*PROBLEM TO SOLVE*. Search the data below for the line containing "Target: high-visibility yellow vest", then please set down that line and all remaining ones exactly as written.

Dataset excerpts

_ _ _

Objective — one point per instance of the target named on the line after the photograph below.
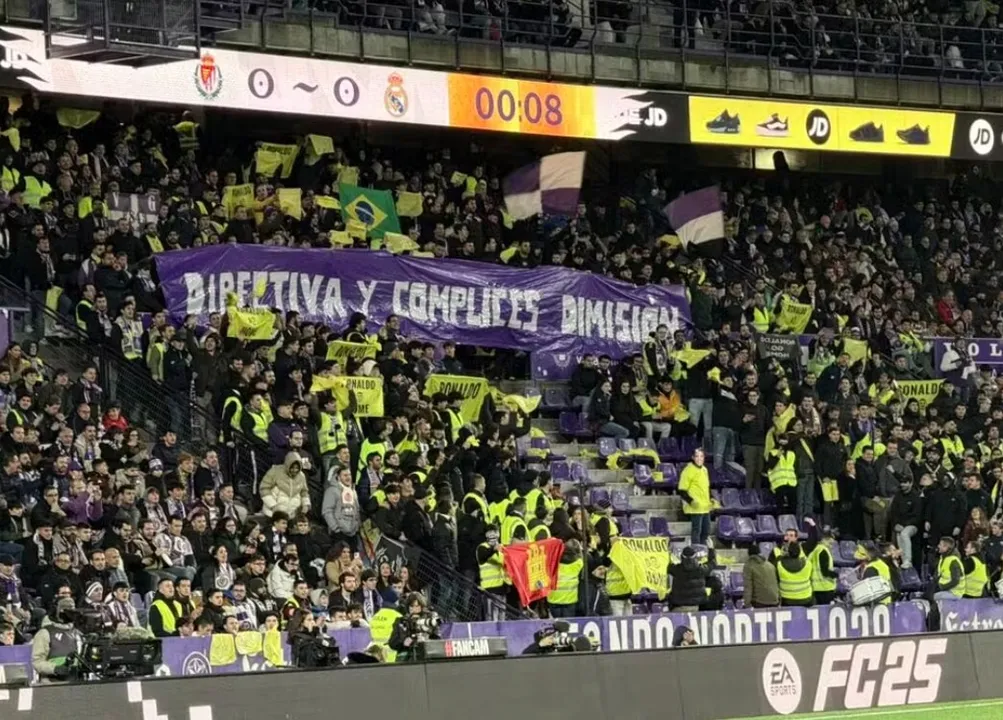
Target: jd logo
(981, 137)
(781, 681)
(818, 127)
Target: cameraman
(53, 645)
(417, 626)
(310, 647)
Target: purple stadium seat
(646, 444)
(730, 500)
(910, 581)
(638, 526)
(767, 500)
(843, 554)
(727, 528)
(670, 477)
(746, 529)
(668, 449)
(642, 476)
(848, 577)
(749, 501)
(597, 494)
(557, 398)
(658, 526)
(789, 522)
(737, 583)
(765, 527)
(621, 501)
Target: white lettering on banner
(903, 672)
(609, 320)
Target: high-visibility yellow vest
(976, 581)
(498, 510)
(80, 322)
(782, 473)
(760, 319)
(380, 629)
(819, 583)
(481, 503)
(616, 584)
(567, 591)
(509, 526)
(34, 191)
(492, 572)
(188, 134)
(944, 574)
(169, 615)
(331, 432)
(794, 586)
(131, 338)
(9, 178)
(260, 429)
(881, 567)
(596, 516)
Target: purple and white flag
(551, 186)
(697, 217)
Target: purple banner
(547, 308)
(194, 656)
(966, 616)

_ _ _

*SOLUTION FOR THIS PROBLEM*.
Target: high-visibility yellow vest
(976, 581)
(498, 510)
(80, 322)
(782, 473)
(760, 319)
(380, 629)
(819, 583)
(481, 503)
(616, 584)
(567, 591)
(509, 526)
(34, 191)
(492, 572)
(188, 134)
(944, 574)
(169, 615)
(331, 432)
(794, 586)
(131, 338)
(9, 178)
(260, 429)
(881, 567)
(596, 516)
Target: purple and white flag
(551, 186)
(697, 217)
Target: purple banner
(547, 308)
(194, 656)
(966, 616)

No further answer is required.